### Selected passage

Sunday, May 4, 2025

Adventures in Genealogy

      It is time I write a new blog entry, 


     I have always found genealogical research fascinating. So much is written about the wealthy and powerful but I wonder about the lives of ordinary people doing their best to navigate a turbulent world with their families intact. With little to do during the pandemic, I was helping people do their own research and became obsessed with two family histories.

     One was about a father and grandfather who went missing 115 years ago near London, England. He had 5 children with his French wife and his disappearance/death left them destitute. Eventually, they were sponsored by a charity to come to Canada, specifically Montreal, where the mother had work lined up as a domestic and her three eldest children went to work immediately as well. English do gooders were trying to clean up the slums of the UK by shipping their poor to Canada and Australia to work as farm labour or servants. Inner city boys were not well suited to the work.

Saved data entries
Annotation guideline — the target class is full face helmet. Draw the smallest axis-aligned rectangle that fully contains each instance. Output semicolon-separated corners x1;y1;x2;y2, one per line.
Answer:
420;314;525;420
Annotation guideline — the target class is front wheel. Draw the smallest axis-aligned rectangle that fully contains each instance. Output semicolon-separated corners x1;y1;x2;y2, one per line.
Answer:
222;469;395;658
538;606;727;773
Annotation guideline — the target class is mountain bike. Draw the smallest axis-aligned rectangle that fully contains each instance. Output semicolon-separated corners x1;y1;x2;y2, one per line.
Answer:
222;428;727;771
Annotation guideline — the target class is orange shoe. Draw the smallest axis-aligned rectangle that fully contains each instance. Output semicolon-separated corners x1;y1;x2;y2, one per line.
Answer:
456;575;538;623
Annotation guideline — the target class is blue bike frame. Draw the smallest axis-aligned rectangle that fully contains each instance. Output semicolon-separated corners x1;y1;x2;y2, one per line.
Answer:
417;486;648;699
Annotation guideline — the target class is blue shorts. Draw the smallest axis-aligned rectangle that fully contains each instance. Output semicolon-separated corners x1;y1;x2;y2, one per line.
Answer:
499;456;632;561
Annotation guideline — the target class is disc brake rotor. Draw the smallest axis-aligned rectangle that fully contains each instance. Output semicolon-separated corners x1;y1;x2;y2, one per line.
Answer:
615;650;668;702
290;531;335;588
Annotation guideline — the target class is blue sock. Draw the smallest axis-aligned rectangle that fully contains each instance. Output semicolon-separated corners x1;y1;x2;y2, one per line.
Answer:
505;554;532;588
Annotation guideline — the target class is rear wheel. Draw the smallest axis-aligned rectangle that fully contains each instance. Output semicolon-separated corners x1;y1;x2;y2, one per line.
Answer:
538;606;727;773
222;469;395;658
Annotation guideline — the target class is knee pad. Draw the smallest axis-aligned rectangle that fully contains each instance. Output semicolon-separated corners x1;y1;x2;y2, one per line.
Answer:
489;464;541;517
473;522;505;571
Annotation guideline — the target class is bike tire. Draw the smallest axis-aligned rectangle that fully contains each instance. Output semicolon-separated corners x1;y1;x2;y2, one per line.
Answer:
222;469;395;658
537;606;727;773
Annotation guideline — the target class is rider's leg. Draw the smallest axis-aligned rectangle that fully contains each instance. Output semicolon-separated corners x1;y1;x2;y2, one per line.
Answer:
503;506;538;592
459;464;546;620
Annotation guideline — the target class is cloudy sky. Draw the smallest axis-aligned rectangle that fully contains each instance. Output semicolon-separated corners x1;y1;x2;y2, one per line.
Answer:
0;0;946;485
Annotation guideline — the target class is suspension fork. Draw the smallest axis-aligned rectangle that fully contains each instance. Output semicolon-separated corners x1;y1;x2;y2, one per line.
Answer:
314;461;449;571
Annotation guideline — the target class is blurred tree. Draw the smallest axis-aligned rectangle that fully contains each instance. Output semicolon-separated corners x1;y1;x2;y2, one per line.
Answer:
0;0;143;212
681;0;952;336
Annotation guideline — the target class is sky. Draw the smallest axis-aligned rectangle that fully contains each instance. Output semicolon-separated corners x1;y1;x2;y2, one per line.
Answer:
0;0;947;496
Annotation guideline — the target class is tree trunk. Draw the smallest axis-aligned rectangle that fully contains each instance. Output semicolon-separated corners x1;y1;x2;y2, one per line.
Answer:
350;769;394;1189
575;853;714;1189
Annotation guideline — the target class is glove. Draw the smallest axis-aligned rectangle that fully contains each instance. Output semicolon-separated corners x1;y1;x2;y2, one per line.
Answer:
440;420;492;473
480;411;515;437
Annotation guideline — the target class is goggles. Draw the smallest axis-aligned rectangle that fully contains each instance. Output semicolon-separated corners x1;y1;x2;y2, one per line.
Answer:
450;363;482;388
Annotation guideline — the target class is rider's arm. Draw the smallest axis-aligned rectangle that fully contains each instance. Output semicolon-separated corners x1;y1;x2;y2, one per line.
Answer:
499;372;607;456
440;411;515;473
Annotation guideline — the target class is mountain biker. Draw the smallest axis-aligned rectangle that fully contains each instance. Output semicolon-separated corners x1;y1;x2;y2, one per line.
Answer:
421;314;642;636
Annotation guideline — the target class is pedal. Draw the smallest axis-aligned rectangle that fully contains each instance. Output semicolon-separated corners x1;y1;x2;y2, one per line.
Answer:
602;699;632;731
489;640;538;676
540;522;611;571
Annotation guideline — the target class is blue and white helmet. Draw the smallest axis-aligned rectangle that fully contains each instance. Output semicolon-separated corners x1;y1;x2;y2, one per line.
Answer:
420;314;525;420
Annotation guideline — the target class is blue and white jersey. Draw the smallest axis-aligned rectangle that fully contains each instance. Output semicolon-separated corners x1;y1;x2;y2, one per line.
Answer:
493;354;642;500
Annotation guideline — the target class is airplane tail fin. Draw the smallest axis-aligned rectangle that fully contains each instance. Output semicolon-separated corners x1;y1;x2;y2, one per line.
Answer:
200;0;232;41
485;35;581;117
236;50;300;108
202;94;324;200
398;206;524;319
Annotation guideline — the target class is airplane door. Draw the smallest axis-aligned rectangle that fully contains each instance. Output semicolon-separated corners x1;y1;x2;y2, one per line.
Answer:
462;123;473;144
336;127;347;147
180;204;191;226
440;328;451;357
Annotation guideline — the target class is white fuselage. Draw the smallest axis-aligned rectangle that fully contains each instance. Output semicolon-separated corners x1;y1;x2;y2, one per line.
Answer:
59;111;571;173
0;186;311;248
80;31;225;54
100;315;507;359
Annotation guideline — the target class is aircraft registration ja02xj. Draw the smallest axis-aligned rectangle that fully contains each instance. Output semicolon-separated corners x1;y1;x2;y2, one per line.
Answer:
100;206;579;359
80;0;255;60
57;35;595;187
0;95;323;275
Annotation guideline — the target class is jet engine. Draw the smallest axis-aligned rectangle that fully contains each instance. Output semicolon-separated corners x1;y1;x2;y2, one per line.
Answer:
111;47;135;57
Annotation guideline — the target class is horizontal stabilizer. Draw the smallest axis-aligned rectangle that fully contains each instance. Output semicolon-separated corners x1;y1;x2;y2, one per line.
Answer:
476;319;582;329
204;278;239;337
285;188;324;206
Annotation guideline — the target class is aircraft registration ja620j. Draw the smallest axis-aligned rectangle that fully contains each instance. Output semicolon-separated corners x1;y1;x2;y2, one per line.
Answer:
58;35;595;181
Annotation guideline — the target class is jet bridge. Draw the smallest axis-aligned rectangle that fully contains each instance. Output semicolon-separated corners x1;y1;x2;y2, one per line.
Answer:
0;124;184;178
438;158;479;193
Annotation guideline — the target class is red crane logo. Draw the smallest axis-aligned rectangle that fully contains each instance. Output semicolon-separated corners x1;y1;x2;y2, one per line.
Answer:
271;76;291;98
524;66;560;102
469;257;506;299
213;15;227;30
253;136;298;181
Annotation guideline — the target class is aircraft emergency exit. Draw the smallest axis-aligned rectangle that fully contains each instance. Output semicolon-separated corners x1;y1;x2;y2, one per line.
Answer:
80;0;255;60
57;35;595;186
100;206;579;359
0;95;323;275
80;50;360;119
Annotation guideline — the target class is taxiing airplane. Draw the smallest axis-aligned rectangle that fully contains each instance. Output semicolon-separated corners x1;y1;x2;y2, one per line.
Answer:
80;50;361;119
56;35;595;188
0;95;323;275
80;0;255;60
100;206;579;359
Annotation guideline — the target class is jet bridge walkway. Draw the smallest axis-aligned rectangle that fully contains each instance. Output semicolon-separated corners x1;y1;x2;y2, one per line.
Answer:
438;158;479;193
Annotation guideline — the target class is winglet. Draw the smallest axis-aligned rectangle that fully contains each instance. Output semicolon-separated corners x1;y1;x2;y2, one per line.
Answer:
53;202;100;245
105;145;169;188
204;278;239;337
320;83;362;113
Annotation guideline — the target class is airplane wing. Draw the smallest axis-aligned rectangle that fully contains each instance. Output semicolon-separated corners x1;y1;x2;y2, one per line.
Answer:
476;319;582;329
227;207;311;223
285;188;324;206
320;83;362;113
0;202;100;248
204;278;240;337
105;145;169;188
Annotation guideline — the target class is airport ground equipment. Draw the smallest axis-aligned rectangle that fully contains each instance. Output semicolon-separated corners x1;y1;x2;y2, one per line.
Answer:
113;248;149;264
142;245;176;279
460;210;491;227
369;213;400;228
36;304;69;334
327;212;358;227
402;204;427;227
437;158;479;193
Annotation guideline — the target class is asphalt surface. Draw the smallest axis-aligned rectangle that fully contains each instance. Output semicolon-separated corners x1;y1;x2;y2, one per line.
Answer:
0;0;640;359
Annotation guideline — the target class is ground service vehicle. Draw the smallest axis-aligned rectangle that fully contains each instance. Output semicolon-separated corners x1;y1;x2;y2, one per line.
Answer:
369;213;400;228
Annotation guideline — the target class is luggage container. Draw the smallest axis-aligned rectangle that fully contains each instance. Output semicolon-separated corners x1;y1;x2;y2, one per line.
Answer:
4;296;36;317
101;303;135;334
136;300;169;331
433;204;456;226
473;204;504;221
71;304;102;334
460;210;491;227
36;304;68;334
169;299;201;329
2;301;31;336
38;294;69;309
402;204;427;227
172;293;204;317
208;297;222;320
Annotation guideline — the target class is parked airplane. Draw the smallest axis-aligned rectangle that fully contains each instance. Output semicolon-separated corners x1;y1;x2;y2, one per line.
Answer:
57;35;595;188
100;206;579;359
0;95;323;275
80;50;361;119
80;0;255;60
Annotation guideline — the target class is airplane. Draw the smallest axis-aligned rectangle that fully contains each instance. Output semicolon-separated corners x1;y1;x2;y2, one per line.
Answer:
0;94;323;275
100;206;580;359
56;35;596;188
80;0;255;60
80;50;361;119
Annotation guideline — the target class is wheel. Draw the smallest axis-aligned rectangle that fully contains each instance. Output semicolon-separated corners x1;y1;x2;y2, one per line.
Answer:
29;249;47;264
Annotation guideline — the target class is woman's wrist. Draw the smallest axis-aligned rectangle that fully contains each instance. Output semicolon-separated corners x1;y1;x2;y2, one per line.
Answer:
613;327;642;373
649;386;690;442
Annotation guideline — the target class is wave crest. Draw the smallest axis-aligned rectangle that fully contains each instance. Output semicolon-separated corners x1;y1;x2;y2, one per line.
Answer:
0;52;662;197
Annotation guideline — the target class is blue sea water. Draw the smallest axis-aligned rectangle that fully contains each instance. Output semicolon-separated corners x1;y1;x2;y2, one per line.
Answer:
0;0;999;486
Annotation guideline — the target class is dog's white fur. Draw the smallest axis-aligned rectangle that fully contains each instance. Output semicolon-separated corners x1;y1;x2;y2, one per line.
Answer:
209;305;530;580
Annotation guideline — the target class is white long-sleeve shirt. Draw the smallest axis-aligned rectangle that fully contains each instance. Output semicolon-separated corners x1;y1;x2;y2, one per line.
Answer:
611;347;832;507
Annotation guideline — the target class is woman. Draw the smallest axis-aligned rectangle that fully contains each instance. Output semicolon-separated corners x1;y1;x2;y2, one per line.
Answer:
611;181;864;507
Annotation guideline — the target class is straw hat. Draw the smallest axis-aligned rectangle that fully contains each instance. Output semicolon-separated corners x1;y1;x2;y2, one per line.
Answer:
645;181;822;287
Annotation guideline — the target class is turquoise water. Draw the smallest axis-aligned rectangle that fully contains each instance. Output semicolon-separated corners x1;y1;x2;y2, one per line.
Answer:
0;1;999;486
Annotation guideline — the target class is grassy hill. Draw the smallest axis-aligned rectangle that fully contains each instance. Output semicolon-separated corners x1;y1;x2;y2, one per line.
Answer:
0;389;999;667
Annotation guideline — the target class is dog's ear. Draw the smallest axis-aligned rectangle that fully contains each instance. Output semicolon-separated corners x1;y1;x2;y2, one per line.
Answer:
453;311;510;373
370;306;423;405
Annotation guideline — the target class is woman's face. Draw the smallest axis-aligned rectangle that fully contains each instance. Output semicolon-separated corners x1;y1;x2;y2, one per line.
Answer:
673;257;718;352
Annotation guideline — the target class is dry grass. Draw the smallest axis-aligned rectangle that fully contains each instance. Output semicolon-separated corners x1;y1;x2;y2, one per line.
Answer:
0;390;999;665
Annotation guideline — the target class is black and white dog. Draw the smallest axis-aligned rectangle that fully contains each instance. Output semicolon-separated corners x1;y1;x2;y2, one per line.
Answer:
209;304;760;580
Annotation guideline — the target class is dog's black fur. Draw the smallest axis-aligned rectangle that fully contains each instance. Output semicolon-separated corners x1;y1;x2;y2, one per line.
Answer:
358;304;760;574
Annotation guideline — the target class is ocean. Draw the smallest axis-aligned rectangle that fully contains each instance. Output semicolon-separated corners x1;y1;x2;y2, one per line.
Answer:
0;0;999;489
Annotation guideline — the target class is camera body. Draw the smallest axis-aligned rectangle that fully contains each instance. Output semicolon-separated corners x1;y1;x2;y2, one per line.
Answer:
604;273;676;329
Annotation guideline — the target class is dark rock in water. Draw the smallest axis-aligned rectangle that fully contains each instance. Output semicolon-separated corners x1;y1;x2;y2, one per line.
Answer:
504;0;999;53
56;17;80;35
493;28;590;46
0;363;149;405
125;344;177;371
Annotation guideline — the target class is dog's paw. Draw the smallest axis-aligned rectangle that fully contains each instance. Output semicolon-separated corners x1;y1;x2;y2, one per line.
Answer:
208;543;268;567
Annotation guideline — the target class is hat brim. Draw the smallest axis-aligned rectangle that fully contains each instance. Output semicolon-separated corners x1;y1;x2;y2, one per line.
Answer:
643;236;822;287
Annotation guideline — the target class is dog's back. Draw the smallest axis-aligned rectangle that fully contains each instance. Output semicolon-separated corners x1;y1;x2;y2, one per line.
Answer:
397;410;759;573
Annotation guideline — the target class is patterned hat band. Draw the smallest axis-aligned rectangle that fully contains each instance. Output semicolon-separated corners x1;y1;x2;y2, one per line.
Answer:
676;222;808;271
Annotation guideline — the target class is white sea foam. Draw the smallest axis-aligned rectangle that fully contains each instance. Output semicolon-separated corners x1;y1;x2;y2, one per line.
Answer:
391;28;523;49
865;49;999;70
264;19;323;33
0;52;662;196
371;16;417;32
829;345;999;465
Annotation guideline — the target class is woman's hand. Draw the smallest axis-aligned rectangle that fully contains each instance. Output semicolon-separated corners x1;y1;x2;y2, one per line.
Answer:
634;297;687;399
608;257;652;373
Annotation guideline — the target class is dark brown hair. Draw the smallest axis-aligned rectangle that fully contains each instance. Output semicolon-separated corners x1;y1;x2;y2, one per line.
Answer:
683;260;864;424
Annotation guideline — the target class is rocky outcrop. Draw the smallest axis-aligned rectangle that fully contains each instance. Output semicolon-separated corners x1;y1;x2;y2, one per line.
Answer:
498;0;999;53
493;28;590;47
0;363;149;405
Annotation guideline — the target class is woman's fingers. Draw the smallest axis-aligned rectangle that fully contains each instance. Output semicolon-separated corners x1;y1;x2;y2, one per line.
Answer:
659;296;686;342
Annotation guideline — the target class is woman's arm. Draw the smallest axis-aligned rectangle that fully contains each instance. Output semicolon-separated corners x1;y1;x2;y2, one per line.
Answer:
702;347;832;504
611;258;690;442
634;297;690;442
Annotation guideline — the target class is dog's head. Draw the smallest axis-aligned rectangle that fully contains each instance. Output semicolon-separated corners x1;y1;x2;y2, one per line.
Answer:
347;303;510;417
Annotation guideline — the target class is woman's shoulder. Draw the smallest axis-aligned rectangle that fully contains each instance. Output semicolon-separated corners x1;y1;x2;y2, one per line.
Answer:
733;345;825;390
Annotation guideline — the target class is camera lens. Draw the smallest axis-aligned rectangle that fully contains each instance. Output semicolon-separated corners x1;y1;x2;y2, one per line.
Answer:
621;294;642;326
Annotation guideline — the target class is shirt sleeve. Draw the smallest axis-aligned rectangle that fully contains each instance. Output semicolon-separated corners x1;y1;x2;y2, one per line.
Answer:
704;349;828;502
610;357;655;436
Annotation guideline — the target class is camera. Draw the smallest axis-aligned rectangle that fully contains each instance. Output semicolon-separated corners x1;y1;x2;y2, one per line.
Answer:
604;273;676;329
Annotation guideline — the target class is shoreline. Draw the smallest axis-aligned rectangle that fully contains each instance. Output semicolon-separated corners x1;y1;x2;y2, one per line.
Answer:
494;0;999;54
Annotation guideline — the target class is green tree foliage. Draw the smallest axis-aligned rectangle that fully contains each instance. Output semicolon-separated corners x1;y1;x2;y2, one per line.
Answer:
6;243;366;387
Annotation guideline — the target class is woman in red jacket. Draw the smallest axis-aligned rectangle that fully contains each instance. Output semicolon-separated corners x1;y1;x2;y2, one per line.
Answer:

### What this task involves
Rewrite the part of the genealogy blog entry that opens with the words "I have always" and closes with "two family histories.", replacing "fascinating" with "absorbing".

### Written answer
I have always found genealogical research absorbing. So much is written about the wealthy and powerful but I wonder about the lives of ordinary people doing their best to navigate a turbulent world with their families intact. With little to do during the pandemic, I was helping people do their own research and became obsessed with two family histories.